What is needed: Please find the line that holds "the man's forearm." below and reproduce it, along with every line after it through the end, exactly and without pictures.
####
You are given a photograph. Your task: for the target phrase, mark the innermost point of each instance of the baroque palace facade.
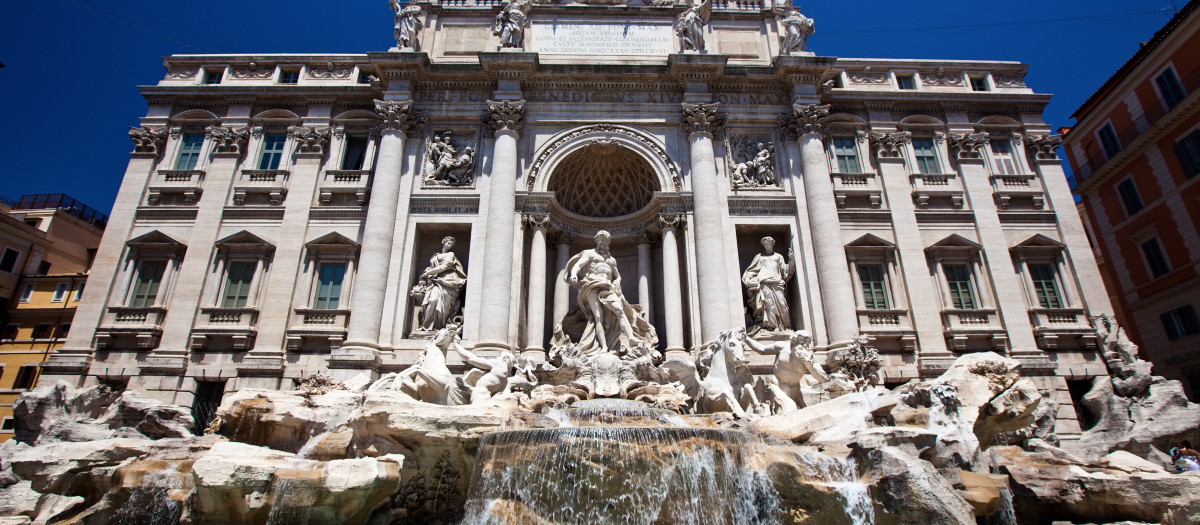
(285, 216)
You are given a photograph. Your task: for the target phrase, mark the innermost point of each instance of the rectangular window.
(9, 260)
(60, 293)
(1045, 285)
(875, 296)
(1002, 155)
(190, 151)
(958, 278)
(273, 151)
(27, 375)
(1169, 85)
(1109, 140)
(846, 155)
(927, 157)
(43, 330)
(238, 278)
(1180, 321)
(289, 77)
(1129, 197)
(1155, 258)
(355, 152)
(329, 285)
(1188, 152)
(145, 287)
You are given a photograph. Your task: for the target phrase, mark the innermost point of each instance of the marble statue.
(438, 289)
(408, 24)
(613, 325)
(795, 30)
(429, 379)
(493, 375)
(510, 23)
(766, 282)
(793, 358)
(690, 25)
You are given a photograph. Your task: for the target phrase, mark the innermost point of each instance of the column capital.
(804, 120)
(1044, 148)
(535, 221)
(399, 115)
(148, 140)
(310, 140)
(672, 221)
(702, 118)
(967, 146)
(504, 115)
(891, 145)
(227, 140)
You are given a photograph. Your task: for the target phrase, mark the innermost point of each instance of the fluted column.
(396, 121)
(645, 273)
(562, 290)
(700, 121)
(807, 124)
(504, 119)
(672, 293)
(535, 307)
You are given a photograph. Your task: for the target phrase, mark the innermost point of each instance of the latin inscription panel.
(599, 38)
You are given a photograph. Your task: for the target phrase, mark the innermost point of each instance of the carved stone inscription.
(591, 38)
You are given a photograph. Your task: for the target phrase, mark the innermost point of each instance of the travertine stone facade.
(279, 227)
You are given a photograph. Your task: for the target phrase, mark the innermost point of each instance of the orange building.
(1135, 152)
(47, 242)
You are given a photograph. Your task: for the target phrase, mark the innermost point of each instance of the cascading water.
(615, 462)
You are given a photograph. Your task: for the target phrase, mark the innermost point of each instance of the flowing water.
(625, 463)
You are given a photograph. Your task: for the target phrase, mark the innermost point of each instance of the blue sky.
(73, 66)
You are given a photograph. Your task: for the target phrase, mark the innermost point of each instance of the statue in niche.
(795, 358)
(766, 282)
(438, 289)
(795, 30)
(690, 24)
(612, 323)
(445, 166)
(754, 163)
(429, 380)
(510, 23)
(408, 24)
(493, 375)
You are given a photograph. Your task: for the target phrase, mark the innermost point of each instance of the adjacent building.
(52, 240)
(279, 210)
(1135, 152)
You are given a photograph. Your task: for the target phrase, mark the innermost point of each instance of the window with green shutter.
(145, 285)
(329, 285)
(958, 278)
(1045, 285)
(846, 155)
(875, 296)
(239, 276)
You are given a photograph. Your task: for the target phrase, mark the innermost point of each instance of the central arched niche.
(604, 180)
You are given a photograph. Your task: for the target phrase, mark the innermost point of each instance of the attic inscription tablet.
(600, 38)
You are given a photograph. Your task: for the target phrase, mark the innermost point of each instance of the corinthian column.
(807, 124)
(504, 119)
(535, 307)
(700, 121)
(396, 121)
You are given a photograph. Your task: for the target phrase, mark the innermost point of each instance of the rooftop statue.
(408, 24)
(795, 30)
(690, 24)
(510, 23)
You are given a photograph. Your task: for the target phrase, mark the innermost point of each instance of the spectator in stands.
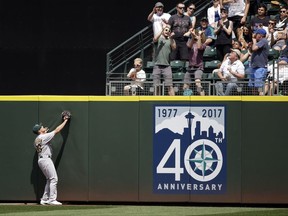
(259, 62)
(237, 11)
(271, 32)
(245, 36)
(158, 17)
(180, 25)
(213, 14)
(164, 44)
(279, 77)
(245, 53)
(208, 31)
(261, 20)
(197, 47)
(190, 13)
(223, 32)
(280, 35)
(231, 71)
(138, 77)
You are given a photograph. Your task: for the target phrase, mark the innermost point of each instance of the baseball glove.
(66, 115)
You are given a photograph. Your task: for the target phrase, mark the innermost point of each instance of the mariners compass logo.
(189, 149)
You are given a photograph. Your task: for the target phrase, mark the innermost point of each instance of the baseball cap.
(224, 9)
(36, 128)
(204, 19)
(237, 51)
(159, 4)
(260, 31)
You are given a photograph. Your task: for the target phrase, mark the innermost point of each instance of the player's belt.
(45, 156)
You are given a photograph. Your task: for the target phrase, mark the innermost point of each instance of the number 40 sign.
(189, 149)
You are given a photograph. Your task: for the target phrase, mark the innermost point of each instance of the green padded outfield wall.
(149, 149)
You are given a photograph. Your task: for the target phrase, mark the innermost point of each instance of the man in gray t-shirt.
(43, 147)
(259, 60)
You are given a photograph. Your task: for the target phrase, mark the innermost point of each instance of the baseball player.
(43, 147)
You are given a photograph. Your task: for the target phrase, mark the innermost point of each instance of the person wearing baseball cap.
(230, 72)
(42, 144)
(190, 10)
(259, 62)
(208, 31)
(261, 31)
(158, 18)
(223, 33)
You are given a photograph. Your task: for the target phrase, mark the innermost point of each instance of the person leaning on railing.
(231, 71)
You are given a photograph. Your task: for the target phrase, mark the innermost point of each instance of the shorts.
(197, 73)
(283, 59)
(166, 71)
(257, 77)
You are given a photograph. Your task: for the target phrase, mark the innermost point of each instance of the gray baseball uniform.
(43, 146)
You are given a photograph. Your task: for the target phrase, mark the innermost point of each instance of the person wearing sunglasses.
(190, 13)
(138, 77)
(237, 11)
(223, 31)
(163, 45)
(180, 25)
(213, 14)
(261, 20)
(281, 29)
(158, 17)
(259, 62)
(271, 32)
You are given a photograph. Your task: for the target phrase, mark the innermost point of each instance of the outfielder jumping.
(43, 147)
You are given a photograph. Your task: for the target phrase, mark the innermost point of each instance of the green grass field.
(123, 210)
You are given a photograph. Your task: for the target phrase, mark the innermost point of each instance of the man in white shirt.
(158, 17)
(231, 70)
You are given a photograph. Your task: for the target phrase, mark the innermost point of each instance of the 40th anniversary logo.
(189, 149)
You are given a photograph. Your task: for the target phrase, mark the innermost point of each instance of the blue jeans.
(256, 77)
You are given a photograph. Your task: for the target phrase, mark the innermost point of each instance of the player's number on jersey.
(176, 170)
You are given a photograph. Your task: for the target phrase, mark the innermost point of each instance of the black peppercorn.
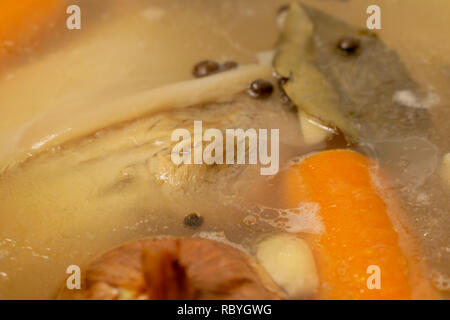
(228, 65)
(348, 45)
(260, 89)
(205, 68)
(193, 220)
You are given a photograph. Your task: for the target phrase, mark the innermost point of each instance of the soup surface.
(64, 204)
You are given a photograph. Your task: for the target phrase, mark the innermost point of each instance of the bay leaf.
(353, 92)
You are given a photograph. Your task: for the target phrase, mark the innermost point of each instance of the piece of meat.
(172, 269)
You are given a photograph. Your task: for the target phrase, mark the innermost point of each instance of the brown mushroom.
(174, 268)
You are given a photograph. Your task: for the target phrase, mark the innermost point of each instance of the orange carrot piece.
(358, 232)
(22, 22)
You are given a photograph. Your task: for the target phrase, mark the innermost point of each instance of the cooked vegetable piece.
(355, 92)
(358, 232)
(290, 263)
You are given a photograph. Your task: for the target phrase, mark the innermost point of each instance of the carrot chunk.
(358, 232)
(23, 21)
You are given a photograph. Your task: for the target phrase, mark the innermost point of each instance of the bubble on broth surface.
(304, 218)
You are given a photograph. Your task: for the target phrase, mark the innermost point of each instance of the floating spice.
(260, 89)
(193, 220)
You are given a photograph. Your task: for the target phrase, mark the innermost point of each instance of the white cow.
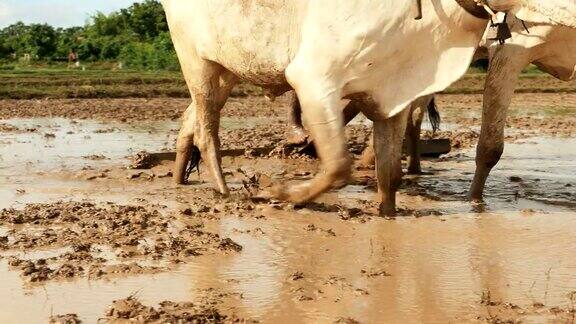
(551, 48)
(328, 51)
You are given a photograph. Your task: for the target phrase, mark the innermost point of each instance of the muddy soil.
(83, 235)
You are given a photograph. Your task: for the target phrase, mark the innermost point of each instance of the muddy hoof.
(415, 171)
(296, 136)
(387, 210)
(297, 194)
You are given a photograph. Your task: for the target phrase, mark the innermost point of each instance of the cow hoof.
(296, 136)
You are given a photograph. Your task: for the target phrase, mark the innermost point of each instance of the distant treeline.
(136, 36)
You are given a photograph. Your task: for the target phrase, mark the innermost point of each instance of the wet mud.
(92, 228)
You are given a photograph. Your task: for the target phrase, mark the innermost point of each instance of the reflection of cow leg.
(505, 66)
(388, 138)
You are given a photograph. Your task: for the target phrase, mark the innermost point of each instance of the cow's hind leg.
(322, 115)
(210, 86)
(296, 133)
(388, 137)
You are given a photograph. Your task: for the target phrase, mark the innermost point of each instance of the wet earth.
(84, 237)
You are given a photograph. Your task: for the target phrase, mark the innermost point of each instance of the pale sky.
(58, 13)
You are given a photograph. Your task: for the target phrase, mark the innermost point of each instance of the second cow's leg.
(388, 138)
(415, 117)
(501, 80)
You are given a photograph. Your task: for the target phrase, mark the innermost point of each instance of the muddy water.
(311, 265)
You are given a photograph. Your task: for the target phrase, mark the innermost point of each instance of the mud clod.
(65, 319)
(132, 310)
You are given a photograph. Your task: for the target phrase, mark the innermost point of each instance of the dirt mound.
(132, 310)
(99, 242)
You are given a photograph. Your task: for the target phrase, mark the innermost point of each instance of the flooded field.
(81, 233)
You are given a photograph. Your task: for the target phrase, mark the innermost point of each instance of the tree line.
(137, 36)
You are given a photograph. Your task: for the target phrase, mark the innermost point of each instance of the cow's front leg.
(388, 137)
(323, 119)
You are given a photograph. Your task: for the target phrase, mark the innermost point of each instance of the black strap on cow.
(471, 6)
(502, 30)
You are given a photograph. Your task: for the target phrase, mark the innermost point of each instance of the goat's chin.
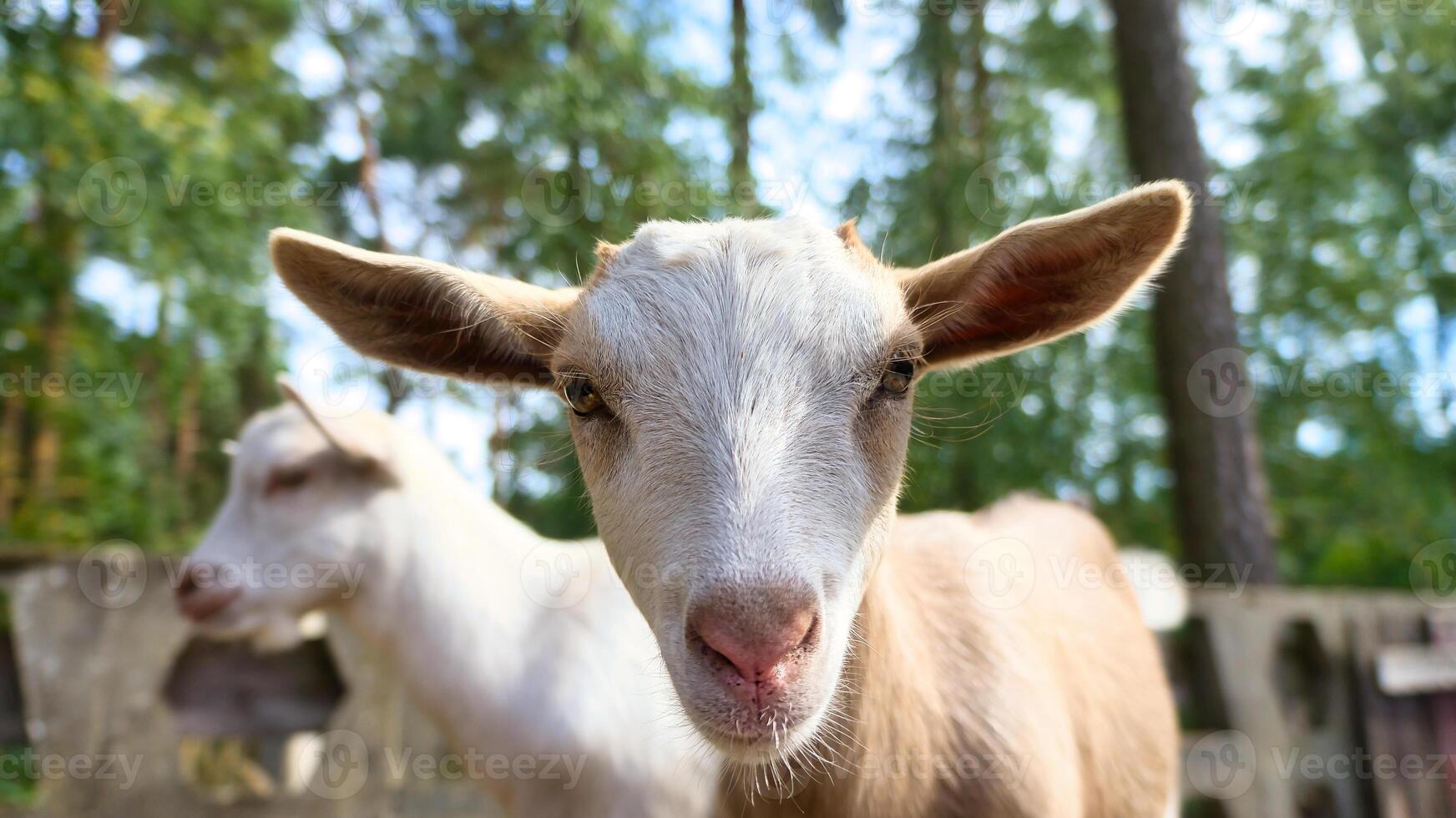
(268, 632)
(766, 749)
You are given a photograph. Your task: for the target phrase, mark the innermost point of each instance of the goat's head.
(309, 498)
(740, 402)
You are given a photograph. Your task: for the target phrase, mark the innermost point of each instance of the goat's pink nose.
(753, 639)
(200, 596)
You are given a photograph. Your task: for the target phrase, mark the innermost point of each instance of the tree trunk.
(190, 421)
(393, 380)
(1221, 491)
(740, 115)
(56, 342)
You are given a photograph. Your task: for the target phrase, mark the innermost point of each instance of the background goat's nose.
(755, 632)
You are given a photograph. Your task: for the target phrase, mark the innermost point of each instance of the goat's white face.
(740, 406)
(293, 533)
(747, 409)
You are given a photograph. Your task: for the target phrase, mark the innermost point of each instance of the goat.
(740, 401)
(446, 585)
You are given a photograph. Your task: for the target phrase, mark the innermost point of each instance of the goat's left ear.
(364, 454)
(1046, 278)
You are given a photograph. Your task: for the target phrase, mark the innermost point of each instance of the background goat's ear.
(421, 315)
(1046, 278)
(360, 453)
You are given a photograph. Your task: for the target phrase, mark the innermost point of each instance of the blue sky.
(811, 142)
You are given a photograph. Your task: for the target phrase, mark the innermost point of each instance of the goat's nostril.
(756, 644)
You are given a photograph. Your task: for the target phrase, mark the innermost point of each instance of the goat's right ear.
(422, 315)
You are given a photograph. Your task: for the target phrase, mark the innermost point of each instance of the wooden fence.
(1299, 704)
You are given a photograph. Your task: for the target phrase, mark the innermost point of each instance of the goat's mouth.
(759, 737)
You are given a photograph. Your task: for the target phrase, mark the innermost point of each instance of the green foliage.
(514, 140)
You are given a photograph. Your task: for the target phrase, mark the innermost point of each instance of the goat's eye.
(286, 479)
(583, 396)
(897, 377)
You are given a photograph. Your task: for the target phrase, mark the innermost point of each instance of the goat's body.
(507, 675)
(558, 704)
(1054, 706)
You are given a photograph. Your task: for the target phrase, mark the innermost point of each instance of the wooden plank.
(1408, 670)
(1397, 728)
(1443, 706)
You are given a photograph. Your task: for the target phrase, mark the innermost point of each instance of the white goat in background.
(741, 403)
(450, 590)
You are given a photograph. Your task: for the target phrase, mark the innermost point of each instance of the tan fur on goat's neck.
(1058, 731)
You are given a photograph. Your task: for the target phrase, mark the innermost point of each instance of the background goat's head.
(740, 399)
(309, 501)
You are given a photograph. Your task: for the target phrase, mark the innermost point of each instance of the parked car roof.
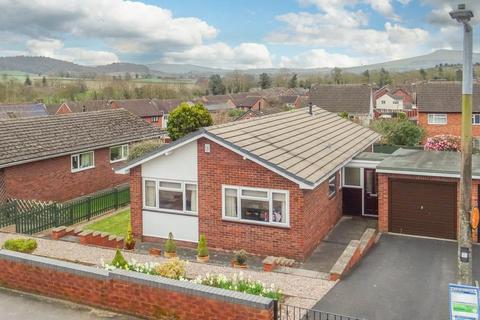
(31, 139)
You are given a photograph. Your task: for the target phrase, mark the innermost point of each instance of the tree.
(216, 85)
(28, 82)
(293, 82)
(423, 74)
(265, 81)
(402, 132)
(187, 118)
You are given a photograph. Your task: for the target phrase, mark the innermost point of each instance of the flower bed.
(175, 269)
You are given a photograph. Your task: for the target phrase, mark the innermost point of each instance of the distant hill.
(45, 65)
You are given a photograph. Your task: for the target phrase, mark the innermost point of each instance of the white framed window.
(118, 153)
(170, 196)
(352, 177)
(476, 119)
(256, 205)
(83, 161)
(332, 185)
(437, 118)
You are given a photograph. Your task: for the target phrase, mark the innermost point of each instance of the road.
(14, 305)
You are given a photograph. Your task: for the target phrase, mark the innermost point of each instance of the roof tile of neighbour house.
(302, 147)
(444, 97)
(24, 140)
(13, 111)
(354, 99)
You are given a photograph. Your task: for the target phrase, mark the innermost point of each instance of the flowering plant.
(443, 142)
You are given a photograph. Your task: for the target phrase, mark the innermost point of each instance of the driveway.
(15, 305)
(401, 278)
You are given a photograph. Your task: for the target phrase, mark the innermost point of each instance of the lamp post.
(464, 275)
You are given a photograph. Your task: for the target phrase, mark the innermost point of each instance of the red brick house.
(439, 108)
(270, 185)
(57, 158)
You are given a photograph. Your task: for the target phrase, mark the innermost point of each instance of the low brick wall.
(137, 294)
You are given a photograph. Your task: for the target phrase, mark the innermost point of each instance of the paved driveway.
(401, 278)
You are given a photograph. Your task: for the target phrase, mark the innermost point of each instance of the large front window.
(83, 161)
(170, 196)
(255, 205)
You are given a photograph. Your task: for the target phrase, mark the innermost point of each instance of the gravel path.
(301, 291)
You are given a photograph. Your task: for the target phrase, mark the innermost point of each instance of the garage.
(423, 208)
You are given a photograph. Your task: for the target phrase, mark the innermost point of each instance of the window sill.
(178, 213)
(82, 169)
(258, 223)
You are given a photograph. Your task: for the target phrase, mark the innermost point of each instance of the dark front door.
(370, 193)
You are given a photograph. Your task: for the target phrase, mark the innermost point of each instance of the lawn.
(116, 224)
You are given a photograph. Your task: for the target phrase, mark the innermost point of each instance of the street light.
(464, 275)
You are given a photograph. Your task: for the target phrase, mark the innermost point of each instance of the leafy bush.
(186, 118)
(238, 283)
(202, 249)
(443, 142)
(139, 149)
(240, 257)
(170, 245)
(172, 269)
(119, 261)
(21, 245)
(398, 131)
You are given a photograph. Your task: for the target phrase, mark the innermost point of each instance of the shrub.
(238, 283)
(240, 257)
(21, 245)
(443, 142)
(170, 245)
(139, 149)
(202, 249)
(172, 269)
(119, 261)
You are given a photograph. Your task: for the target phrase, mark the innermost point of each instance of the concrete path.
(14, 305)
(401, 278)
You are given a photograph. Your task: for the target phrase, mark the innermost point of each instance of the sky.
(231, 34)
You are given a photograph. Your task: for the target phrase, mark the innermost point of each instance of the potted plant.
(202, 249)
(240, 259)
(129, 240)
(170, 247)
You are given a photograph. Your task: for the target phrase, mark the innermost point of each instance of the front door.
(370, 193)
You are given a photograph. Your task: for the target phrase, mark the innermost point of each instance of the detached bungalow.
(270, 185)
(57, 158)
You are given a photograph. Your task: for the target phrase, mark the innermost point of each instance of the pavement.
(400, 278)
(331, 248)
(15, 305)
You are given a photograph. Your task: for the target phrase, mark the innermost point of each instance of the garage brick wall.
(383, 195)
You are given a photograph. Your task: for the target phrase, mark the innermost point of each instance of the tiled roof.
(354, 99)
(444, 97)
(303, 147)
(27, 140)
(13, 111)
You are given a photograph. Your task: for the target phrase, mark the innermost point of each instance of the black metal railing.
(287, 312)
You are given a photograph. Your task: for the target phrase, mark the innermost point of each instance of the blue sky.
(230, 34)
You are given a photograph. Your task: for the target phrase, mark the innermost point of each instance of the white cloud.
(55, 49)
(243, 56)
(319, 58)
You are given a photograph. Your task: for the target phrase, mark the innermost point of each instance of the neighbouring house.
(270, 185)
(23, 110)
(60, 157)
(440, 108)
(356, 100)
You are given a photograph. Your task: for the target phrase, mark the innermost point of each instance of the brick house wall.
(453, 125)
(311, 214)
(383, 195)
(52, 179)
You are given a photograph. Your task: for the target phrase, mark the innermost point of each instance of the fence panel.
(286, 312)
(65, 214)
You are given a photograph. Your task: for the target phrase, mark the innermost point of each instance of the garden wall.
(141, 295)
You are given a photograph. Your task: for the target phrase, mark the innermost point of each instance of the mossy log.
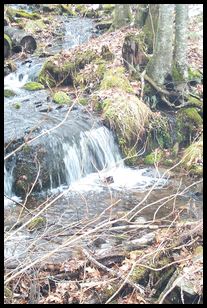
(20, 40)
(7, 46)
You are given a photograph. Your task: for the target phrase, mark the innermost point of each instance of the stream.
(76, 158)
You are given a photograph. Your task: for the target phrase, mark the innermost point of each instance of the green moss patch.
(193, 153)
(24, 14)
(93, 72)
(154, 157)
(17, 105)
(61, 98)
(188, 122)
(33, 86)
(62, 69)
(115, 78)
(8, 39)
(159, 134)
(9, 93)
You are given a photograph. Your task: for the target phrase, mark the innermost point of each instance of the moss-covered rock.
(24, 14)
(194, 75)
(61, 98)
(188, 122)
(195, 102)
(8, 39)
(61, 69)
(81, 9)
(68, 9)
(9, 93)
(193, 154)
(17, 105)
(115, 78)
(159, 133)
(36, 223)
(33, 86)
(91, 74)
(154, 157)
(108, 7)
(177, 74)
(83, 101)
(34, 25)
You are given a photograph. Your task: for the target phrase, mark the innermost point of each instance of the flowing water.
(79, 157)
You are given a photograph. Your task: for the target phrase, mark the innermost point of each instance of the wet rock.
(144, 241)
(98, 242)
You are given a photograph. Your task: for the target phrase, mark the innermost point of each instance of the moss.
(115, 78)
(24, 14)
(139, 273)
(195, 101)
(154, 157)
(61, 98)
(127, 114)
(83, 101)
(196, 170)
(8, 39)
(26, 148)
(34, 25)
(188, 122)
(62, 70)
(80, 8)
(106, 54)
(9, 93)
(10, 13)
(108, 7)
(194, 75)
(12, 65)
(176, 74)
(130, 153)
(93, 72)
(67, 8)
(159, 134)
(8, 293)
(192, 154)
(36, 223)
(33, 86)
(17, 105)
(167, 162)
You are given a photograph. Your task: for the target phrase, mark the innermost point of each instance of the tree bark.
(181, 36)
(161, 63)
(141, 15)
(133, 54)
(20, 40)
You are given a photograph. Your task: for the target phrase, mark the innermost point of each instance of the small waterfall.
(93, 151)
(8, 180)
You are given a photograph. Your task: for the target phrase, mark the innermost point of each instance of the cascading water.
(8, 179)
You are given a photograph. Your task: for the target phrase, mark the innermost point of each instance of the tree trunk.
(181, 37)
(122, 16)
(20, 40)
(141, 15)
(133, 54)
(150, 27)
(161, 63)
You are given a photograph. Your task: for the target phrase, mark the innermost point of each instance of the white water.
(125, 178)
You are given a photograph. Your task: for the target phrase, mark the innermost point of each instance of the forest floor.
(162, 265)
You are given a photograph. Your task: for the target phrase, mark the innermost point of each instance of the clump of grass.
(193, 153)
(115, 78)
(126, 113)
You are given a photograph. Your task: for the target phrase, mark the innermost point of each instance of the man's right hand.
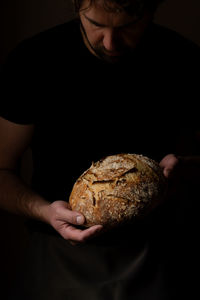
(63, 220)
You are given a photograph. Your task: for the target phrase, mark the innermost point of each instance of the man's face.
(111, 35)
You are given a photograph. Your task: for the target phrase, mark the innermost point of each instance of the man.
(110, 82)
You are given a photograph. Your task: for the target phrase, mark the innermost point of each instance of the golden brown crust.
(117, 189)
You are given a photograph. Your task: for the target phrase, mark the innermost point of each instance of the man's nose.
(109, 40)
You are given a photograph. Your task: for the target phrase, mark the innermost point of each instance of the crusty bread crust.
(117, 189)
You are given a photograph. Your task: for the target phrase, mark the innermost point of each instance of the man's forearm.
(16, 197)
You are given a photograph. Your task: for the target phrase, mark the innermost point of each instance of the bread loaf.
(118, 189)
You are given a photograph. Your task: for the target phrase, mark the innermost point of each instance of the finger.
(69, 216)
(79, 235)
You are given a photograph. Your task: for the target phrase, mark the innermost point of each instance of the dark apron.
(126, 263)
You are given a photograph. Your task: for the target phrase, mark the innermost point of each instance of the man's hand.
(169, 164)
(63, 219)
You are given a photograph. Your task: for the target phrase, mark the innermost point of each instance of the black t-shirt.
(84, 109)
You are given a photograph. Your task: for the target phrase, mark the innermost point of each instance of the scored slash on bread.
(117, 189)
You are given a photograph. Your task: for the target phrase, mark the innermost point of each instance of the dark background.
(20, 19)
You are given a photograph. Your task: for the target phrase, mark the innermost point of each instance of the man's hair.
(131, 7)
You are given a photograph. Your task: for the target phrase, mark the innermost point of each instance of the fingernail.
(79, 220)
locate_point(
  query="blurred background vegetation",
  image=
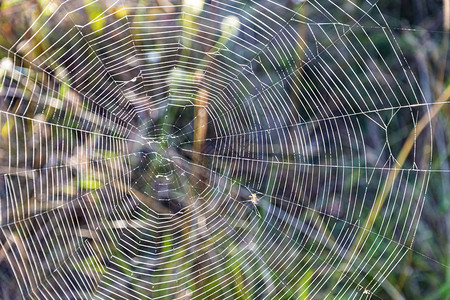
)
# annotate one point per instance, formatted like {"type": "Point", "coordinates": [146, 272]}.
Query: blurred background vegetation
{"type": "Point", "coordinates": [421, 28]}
####
Expected output:
You are given a photograph. Your task: for the target phrase, mark the innermost point of each instance of the man's forearm.
(16, 197)
You are given a photograph. Your task: for the target phrase, mark the innermost point of each instance of the bread loaf.
(118, 189)
You are given a photograph. Your task: for the target phrase, mark the innermost point of each instance of the finger.
(69, 216)
(79, 235)
You are given a photograph. Your task: for the target phrase, mark the innermost point of each instance of the dark apron.
(126, 263)
You are given a photograph. Your task: for the target phrase, mark the innermost point of each instance of the man's hand.
(169, 164)
(63, 219)
You are given a photograph. Your task: for the target phrase, mark the innermost point of each instance of the black t-shirt.
(84, 109)
You are given a photograph. Your task: for the target phrase, mark the innermost point of each instance of the scored slash on bread.
(117, 189)
You are given a photograph. Your task: for the target phrase, mark the innermost point of each instance of the dark background.
(20, 19)
You are given a photograph. Your task: for the target phrase, mark the innermost point of each instance of the man's hair.
(131, 7)
You are given a photograph. Your task: for the target phrase, mark the innermost point of each instance of the fingernail.
(79, 220)
locate_point(
  query="blurred background vegetation",
  image=
)
# annotate one point per instance, formatted like {"type": "Point", "coordinates": [146, 272]}.
Query: blurred background vegetation
{"type": "Point", "coordinates": [421, 28]}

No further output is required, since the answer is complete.